_EXERCISE OBJECTIVE_
Rewrite the records below, swapping every "marker" for "dot" and keeping everything else the same.

_DATASET RECORDS_

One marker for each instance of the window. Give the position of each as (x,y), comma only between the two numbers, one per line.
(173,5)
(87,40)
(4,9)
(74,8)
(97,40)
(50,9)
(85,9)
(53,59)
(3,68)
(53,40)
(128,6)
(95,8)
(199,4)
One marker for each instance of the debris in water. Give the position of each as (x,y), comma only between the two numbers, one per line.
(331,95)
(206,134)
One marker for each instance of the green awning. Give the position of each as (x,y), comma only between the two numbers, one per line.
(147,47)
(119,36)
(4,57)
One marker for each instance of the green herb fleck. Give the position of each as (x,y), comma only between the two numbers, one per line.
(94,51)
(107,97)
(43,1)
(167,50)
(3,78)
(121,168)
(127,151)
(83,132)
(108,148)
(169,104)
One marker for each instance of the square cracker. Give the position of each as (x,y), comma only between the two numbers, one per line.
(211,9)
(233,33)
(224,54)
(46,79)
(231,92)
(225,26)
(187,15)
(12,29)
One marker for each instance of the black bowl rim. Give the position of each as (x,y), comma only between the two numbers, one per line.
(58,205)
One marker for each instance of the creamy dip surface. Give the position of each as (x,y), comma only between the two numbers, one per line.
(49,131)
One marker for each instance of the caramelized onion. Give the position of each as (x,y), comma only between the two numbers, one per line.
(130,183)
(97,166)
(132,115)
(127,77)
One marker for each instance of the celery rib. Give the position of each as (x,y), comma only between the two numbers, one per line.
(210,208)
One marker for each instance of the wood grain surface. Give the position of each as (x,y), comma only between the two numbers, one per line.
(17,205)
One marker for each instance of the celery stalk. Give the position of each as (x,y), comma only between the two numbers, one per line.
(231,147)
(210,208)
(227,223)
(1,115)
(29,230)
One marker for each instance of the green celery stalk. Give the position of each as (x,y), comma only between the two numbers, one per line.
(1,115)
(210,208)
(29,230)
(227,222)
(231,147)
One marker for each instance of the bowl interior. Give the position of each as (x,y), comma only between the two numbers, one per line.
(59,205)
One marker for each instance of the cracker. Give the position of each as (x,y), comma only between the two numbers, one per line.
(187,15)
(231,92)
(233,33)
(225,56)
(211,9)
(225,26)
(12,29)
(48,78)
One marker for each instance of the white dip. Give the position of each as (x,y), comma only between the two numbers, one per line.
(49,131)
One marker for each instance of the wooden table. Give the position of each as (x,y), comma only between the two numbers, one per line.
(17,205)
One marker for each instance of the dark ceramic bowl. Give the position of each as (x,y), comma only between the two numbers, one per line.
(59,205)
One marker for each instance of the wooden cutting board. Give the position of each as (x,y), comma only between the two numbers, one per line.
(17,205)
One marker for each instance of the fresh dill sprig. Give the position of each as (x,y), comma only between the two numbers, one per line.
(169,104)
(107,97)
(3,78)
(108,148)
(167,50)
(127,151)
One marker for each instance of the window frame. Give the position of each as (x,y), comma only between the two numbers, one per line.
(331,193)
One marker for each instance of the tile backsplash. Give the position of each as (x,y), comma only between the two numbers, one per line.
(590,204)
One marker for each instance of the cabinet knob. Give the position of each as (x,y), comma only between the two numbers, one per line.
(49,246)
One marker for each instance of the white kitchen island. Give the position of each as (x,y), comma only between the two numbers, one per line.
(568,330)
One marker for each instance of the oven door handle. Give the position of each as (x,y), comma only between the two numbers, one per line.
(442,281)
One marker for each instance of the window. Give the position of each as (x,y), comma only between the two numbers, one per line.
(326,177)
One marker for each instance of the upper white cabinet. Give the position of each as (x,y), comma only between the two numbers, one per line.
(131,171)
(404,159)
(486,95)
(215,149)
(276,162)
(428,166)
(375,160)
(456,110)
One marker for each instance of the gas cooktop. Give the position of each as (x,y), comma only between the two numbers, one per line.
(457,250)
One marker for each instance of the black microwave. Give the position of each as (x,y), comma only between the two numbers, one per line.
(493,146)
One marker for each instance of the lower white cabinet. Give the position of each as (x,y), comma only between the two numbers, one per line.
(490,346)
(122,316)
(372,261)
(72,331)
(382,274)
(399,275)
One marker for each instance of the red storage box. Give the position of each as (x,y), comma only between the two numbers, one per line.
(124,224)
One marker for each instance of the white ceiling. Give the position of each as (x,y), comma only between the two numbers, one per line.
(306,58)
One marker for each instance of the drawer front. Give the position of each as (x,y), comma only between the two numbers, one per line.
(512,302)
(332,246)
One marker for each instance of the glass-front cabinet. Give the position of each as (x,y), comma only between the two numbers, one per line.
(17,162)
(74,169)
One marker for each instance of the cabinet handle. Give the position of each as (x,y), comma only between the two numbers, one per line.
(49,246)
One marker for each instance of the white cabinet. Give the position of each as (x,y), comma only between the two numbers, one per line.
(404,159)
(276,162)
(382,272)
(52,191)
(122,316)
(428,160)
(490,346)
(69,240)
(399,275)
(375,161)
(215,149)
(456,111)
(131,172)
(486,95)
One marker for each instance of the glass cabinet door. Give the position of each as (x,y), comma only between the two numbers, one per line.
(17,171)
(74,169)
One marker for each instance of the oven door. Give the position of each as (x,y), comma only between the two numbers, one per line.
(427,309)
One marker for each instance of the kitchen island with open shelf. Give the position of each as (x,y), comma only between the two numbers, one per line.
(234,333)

_OUTPUT OF THE TASK_
One dot for each instance of the window. Give the position of each as (x,y), comma only between the two numbers, one per line.
(173,5)
(87,40)
(4,9)
(74,8)
(97,40)
(50,9)
(85,9)
(53,59)
(3,68)
(53,40)
(128,6)
(95,8)
(199,4)
One dot for each instance of the debris in water. Give the position of each as (x,y), comma only between the two numbers, one per line.
(331,95)
(206,134)
One dot for each instance of the green awning. Give the position of each as (x,y), comma only between the two numbers, one per line.
(147,47)
(119,36)
(4,57)
One dot for each instance of the green herb fleck. Give the position of each as (x,y), comma only between the two numbers, one per line.
(94,51)
(107,97)
(43,1)
(167,50)
(3,78)
(121,168)
(127,151)
(83,132)
(108,148)
(169,104)
One dot for each instance of the square cracker. Give the position of each as (x,y), comma only between the two numbers, one per line.
(211,9)
(233,33)
(224,54)
(46,79)
(231,92)
(225,26)
(187,15)
(12,29)
One dot for each instance of the black bowl rim. Give the position of each as (x,y), comma only between the two numbers, one per line.
(58,205)
One dot for each instance of the creamy dip surface. Give the position of each as (x,y), comma only between the two numbers, one per line.
(49,131)
One dot for each instance of the caramelized onion. Give the position of each as (x,y), comma only between the two numbers, one per line.
(130,183)
(97,166)
(132,115)
(127,77)
One dot for each instance of the celery rib. Give the position of each as (x,y), comma only between the two numbers, one per line.
(210,208)
One dot for each instance of the wood grain surface. Give the position of each as (x,y), comma only between the two numbers, one per line.
(17,205)
One dot for each instance of the celery stalk. Give the position of each as (x,y), comma only between the two numbers, one per line.
(231,147)
(210,208)
(227,223)
(1,115)
(29,230)
One dot for each instance of the green celery stalk. Give the position of each as (x,y), comma only between the two numbers, one per line.
(1,115)
(210,208)
(29,230)
(227,222)
(231,147)
One dot for each instance of the bowl interior. Give the position of each as (x,y), comma only between the two numbers, one per line.
(59,205)
One dot for each instance of the cracker. Give the position of each as (x,y), comma only between the two numbers, one per line.
(187,15)
(231,92)
(233,33)
(225,56)
(211,9)
(225,26)
(12,29)
(48,78)
One dot for each instance of the white dip. Give the position of each as (x,y), comma only between the two numbers, one per line.
(49,131)
One dot for each instance of the wooden table. Give the position of each as (x,y), comma only between the two numbers, one per line.
(17,205)
One dot for each instance of the dark ceramic bowl. Give the position of each as (x,y), comma only between the two numbers, one per line.
(59,205)
One dot for each instance of the wooden cutting board. Give the position of each as (x,y), comma only between the two numbers, one per line.
(17,205)
One dot for each instance of the fresh dill sprig. Give the position of each as (x,y), comma only between the two numbers, one per line.
(169,104)
(107,97)
(3,78)
(108,148)
(167,50)
(127,151)
One dot for each instance of the window frame. Give the position of each as (x,y), comma only between the two numbers, one per line.
(331,193)
One dot for each instance of the tile backsplash. Give the position of each as (x,y), comma only between the two numbers, one per line.
(590,204)
One dot for each instance of the cabinet knob. Give the position of each as (x,y), comma only between the two numbers, one per line.
(49,246)
One dot for each instance of the white kitchen island. Give the position of each as (x,y), comma only between the two numbers, one per line.
(568,330)
One dot for each instance of the oven door handle. Give the position of each as (x,y), comma only between the two numbers, one per line.
(442,281)
One dot for each instance of the window. Give the position of each as (x,y), comma only between the two numbers, one per line.
(326,177)
One dot for each instance of the upper white cabinet. Give the position of each as (x,y), comma only between the two numbers, one per line.
(131,171)
(404,159)
(486,95)
(215,149)
(276,162)
(428,166)
(375,160)
(456,110)
One dot for each instance of the gas cooktop. Give the position of each as (x,y), comma only between the two numbers, one per line.
(457,250)
One dot for each instance of the black microwave. Give the position of each as (x,y), comma only between the two numbers, one per line.
(493,146)
One dot for each instance of the lower white cabinet. Give the position of each as (x,y), comma only between the two numbers, one per line.
(490,346)
(122,316)
(372,261)
(72,331)
(382,274)
(399,275)
One dot for each instance of the red storage box. Give the position of each as (x,y), comma only between the two numbers, one per line.
(124,224)
One dot for each instance of the white ceiling. Give the position of each as (x,y), comma only between the two numbers, one per line.
(306,58)
One dot for each instance of the drawer front. Give the position of each as (x,y), comma only between the two numbers, one per line.
(512,302)
(332,246)
One dot for each instance of the glass-front cabinet. Give the position of each as (x,y), comma only between the two numbers, one per line.
(17,162)
(74,169)
One dot for each instance of the cabinet handle. Give the position of each as (x,y), comma only between the two numbers, one per line.
(49,246)
One dot for each instance of the white cabinet. Give the position of each as (x,y), comma only between the two numbers, one per line.
(404,159)
(276,162)
(382,272)
(52,191)
(122,316)
(428,160)
(490,346)
(69,240)
(399,275)
(375,161)
(215,149)
(456,111)
(131,172)
(486,95)
One dot for each instance of the glass cabinet door. Give the position of each as (x,y), comma only between the two numbers, one per line.
(17,171)
(74,169)
One dot for each instance of the oven door. Give the position of each as (x,y), comma only between the two numbers, one per line.
(427,309)
One dot for each instance of the kitchen island with open shelf. Give the position of each as (x,y), comma only between the two numbers, one per line.
(234,333)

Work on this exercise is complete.